━━━━━ GIVEN RECORDS ━━━━━
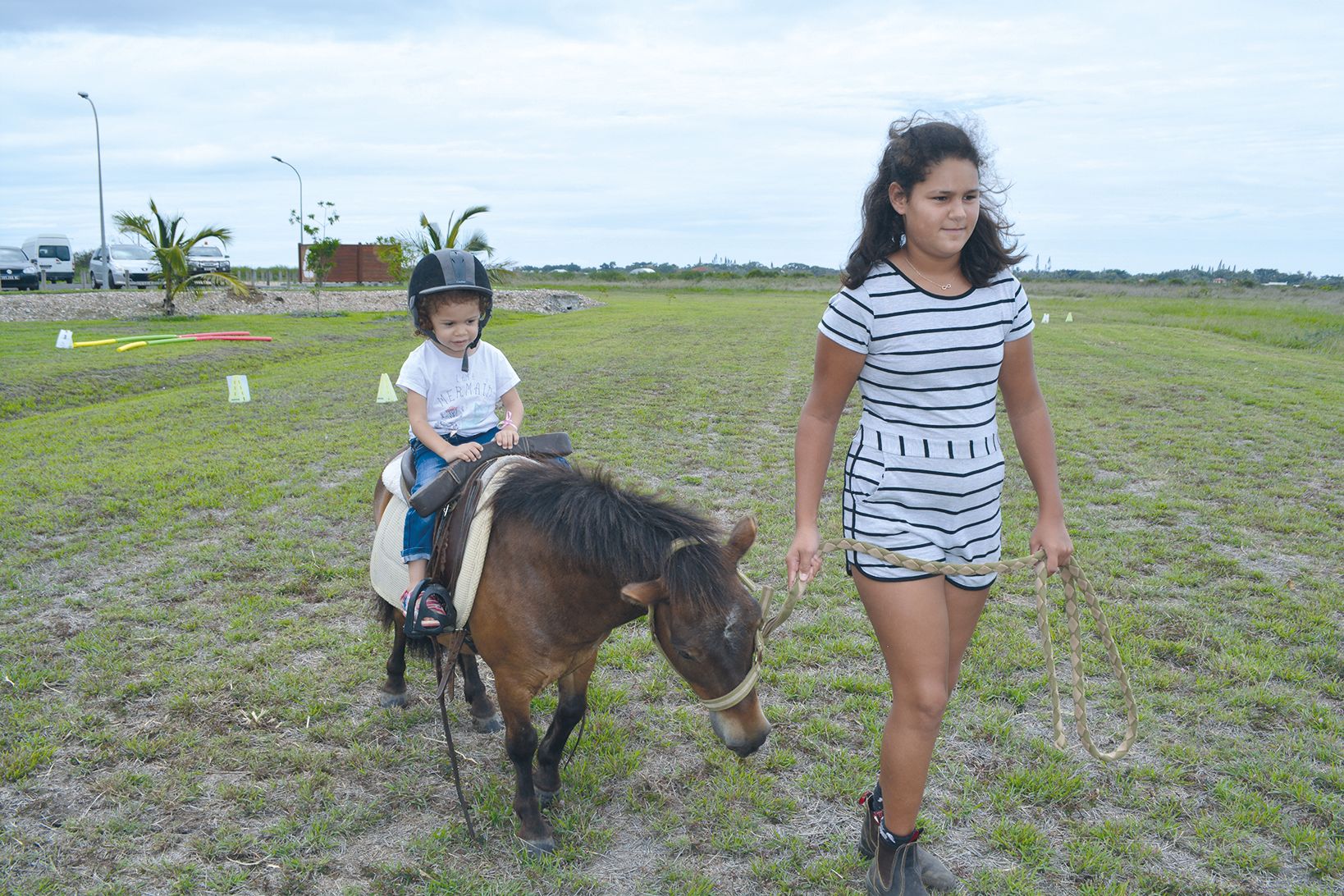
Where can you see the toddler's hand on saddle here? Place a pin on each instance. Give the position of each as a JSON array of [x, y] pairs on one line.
[[465, 451]]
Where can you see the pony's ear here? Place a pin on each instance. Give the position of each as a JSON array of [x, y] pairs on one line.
[[644, 594], [742, 537]]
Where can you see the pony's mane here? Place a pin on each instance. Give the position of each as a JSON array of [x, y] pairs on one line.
[[610, 529]]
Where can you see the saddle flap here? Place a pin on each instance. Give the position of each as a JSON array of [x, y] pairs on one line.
[[444, 487]]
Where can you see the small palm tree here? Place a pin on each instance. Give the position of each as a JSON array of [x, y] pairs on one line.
[[433, 240], [430, 240], [171, 245]]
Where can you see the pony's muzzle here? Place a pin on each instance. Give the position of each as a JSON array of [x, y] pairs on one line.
[[742, 729]]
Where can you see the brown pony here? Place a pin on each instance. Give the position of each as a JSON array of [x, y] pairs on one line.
[[571, 556]]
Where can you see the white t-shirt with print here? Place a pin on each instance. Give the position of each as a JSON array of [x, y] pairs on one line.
[[457, 402]]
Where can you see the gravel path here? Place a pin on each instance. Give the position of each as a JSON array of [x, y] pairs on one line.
[[132, 304]]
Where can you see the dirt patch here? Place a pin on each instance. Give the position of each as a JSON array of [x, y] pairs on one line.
[[141, 304]]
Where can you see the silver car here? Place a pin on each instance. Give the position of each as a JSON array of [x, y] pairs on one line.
[[208, 258], [130, 266]]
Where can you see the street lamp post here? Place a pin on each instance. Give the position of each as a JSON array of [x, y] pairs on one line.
[[103, 226], [300, 214]]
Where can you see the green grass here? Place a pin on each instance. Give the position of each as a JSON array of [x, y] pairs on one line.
[[189, 700]]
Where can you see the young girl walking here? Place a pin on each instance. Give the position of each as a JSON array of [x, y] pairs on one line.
[[931, 324], [453, 383]]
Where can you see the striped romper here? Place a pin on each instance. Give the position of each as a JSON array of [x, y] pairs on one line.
[[925, 472]]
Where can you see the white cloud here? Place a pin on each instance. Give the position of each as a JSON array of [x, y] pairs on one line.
[[601, 133]]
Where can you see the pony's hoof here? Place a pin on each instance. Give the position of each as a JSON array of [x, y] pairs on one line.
[[487, 725]]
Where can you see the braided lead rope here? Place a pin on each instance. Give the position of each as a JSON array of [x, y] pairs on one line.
[[1074, 581]]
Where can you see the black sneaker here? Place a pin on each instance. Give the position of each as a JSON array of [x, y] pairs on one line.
[[895, 870], [931, 870]]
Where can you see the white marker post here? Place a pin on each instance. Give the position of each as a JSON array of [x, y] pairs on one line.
[[385, 390], [238, 390]]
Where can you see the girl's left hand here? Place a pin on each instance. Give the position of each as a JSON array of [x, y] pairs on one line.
[[1054, 537]]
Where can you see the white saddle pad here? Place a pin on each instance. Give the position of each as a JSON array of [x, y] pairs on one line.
[[386, 569]]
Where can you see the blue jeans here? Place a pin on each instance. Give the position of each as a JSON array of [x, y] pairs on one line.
[[418, 537]]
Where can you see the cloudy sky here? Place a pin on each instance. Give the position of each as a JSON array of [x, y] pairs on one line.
[[1143, 136]]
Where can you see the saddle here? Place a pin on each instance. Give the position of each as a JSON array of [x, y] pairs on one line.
[[445, 487]]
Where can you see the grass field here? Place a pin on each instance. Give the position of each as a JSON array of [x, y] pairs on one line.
[[190, 674]]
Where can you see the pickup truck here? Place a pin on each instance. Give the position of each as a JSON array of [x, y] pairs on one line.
[[203, 258]]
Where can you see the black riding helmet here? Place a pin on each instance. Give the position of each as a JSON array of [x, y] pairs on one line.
[[450, 269]]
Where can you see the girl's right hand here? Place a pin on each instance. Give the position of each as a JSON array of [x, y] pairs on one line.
[[465, 451], [802, 560]]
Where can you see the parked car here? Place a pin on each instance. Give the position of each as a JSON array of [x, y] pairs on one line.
[[52, 253], [203, 257], [130, 266], [16, 269]]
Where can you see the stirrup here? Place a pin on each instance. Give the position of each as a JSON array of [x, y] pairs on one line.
[[427, 601]]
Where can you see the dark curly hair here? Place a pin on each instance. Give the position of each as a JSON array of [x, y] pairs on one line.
[[427, 305], [914, 147]]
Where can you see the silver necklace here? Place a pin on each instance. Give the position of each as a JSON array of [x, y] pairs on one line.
[[929, 280]]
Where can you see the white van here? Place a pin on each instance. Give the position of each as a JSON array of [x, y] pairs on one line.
[[52, 251]]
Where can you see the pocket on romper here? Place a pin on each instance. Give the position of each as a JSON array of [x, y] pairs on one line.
[[865, 466]]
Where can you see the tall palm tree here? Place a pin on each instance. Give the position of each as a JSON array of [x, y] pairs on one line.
[[171, 244]]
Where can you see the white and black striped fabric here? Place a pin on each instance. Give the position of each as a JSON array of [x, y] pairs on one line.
[[925, 470]]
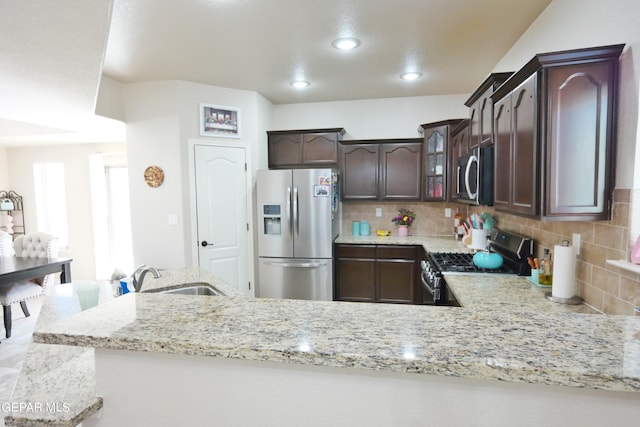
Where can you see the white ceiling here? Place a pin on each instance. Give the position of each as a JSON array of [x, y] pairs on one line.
[[53, 53]]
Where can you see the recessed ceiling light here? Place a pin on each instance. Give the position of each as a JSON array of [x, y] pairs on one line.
[[346, 43], [413, 75], [300, 84]]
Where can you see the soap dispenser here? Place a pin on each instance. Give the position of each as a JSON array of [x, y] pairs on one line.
[[365, 229]]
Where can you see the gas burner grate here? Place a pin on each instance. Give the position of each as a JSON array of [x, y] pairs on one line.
[[454, 262]]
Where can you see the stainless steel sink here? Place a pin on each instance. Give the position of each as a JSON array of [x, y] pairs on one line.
[[207, 290]]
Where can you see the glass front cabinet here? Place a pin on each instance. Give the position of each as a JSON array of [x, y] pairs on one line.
[[435, 151]]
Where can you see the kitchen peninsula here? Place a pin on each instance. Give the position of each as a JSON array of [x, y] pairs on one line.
[[234, 360]]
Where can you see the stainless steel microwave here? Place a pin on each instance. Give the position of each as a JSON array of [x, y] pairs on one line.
[[474, 181]]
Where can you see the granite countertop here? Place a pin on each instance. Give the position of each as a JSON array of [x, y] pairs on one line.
[[439, 243], [172, 279], [566, 349], [65, 375], [505, 330], [507, 292]]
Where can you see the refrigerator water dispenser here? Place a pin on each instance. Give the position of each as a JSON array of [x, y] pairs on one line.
[[272, 219]]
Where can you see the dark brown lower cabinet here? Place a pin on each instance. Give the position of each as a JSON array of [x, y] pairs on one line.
[[355, 276], [376, 273]]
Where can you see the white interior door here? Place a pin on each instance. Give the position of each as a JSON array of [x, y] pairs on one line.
[[221, 198]]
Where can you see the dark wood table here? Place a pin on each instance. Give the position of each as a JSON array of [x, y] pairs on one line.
[[14, 269]]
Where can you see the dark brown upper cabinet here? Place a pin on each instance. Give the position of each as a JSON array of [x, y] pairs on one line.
[[516, 151], [481, 110], [359, 165], [459, 147], [436, 153], [386, 169], [304, 148], [400, 169], [555, 134]]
━━━━━
TO DO:
Reproduce all of the records above word for word, leaving out the pictures.

ANSWER IN FULL:
Where can you see the toddler's hand on saddle here? Place a pin on each instance. Give the position of each as a JSON array of [x, y] pairs on one line.
[[465, 451]]
Where can you see the pony's ear here? Place a pin on each instance. Give the position of each as a JSON array of [x, y] pairs on one line.
[[644, 594], [742, 537]]
Where can you see the pony's mane here? Place a pin on each instance. Give the position of each as a JSON array of [x, y] pairs on one line.
[[610, 529]]
Where can you see the saddle flap here? Place a pin on each instance. Give the position of each as a JSON array of [x, y] pairs on one line.
[[444, 487]]
Where can you see the small palm tree here? Place a pin on each instance. Give the position of each as a JSON array of [x, y] pairs on one line.
[[433, 240], [430, 240], [171, 245]]
Where can you see the pony's muzzle here? Place a pin on each instance. Give the position of each as a JSON array of [x, y] pairs on one line.
[[742, 729]]
Where can you see the brown pony here? Place a pin on each instance. Give the position of each as a JSON array of [x, y] pairs on one line.
[[571, 556]]
Where can you see the white t-shirt with print here? Place a pin on each instance. Give the position of each as a JSON array of [x, y] pairs on one line.
[[457, 402]]
Where can you see the gravel path here? Place a pin on each instance. Give the position of each as a JSON array of [x, y] pairs on one line.
[[132, 304]]
Where can you see the dirt patch here? Place a pin on each instance. Give the position of each as a JSON array of [x, y] pairs on one line.
[[141, 304]]
Where can you see the silver car here? Place a pin on each instance. Give the position of each as a JSON array of [x, y] pairs on one line.
[[208, 258], [130, 266]]
Where can you see the street lamp post here? Place a pin on each instance. Give the position of each as a JSON array of [x, y] pairs on one line.
[[103, 226], [300, 214]]
Where can you see the green grass here? Place a pin on each instance. Give the position of each as a JSON array of [x, y] pairs on one line.
[[189, 700]]
Where can you see the young girl walking here? Place a pin on each instance. Give the position of each as a JSON array of [x, y] pairs on one line.
[[931, 324], [453, 383]]
Where can you see the striped romper here? Place a pin on each instance. Give the position of each as a JSON array of [x, y] pairs on one line.
[[925, 472]]
Where can you see the white cloud here? Place a pin on each instance. Give the position of each as a JSON array of [x, y] pairs on one line.
[[601, 133]]
Where can you see the pony's hoof here? Place a pin on each instance. Give the position of each as a JSON array of [x, y] pairs on one line.
[[487, 725]]
Where can you see the braided lead rope here? Place a pin on each instance. Give the position of each as a JSON array of [x, y] pairs on one line.
[[1074, 581]]
Where can you see the black sneaker here? Place a pin on each instance. Give the position of each as a JSON array of [x, y] pairs on one line.
[[895, 870], [931, 870]]
Where can you see the white marker post here? Place a pin on each instance. Give the position of each as a JSON array of [x, y] pairs on one line.
[[385, 390], [238, 390]]
Where can you see the girl's left hand here? Place a pin on each instance. Give the position of each as a JSON array of [x, y] pairs on one line.
[[1054, 537]]
Where can you see the white saddle pad here? Place a pin on each instance. Give the position of each as a JSON array of [x, y] pairs on one line.
[[386, 569]]
Where can you see the blue jeans here? Place a pin on each instance. Give the position of each as a JSON array of [x, y] pairs on one line.
[[418, 537]]
Where can you see the cloudy sky here? Place a pin on each instance. Give the position of each as a JSON array of [x, y] pairs on one line.
[[1143, 136]]
Where can you see the saddle here? Place a pin on each instance. Give the position of each as a JSON array of [x, y] pairs on one line.
[[445, 487]]
Where can you see the grass field here? Place a pin on each instance. Give the position of each as a JSON array of [x, y] pairs on one line.
[[190, 674]]
Where can you see the pickup truck here? Place a pin on each instance. Give the position of each as a JSON array of [x, y] pairs on one line.
[[203, 258]]
Where can you see the black riding helmet here? Place a pin on each instance. Give the position of each as a JSON array of [x, y] pairs on one line.
[[450, 269]]
Where can you see the girl's right hand here? Place a pin on each instance. Give the position of each as a JSON array of [x, y] pairs on one line.
[[465, 451], [802, 560]]
Where can you see the parked car here? Place a pin on each instance. Give the position of each as a JSON array of [x, y] pairs on one line.
[[52, 253], [203, 257], [130, 266], [16, 269]]
Where can you see the stirrup here? Place a pin on each instance. Give the position of each as a JSON array of [x, y] pairs on one line.
[[427, 601]]
Where can you see the dark curly hair here? Place a pin on each instance. Give the position of each as a JSON array of [x, y] pairs on one line.
[[427, 305], [914, 147]]
Where can you see the silver necklace here? Place a pin on each instance. Give the position of each as a JSON array of [x, y] pairs on one line.
[[929, 280]]
Where can you see the white van here? Place a pin on each instance. Give the position of each as a JSON array of [x, y] pairs on one line.
[[52, 251]]
Where can you see the pocket on romper here? Place a pin on each instance. Give the position of each as a JSON array of [x, y] pairs on one line.
[[865, 466]]
Where can you see the tall palm tree here? Place a pin on each instance. Give the position of each as a JSON array of [x, y] pairs on one line.
[[171, 244]]
Where can you see the white and black striped fabric here? Place a pin on each instance. Give the position of each as a JSON array of [x, y] pairs on one line.
[[925, 470]]
Where can you see the white ceiling here? Place a pin on each instance. Give the position of each as a JSON array of [x, y] pairs on one line.
[[53, 53]]
Where can you see the recessed ceiling light here? Place a pin on each instance. Give the position of each as a JSON array of [x, y] pairs on one line.
[[346, 43], [413, 75], [300, 84]]
Where can you see the soap dispenser here? Place a pin on each instance. Give the position of each as a JSON array of [x, y] pairs on one line.
[[365, 229]]
Where can you see the gas burner grate here? Place a pin on each instance. Give the position of each as a JSON array of [x, y] pairs on one line.
[[454, 262]]
Where can you see the stainless steel sink here? Place a pin on each instance. Give the position of each as a JSON array of [x, y] pairs on one line.
[[207, 290]]
Where can you see the glass front cabinet here? Place a pin on each instance. Give the position of each as a JSON array of [x, y] pairs on one line.
[[435, 151]]
Where can you see the kitchen peninsula here? Place a pin on each instance. Give the position of each as a JSON array of [x, y] pairs on one line.
[[234, 360]]
Where can you see the stainless steel microwave here? Place a pin on each instance. Give the position of each as a JSON array of [x, y] pairs on one line.
[[474, 181]]
Where can you see the granite countertop here? Place a pin on each instance. Give the position of each as a JSON array of [x, y] pairs on one line.
[[439, 243], [172, 279], [566, 349], [65, 375], [505, 330], [507, 292]]
Where can you see the refrigerator water dispenser here? Place a pin on each instance. Give the position of each as a JSON array of [x, y] pairs on one line.
[[272, 219]]
Where can you see the dark brown lower cabinet here? Place a pin on each instance. Give the position of each as a JSON array of [x, y] pairs on one line.
[[355, 276], [376, 273]]
Where can you see the white interior door here? Place a pin on each instance. Give the position of each as a JSON array of [x, y] pairs on one line.
[[221, 198]]
Where can you see the dark wood table here? Place a pin on each instance. Give the position of each as a JSON array of [x, y] pairs on one line.
[[14, 269]]
Where can you see the dark brown upper cabinet here? Place a pin on each instance. Give the position of each as a JSON array of [x, y] pairs on one line.
[[516, 151], [481, 110], [359, 165], [459, 147], [436, 153], [386, 169], [304, 148], [400, 169], [555, 134]]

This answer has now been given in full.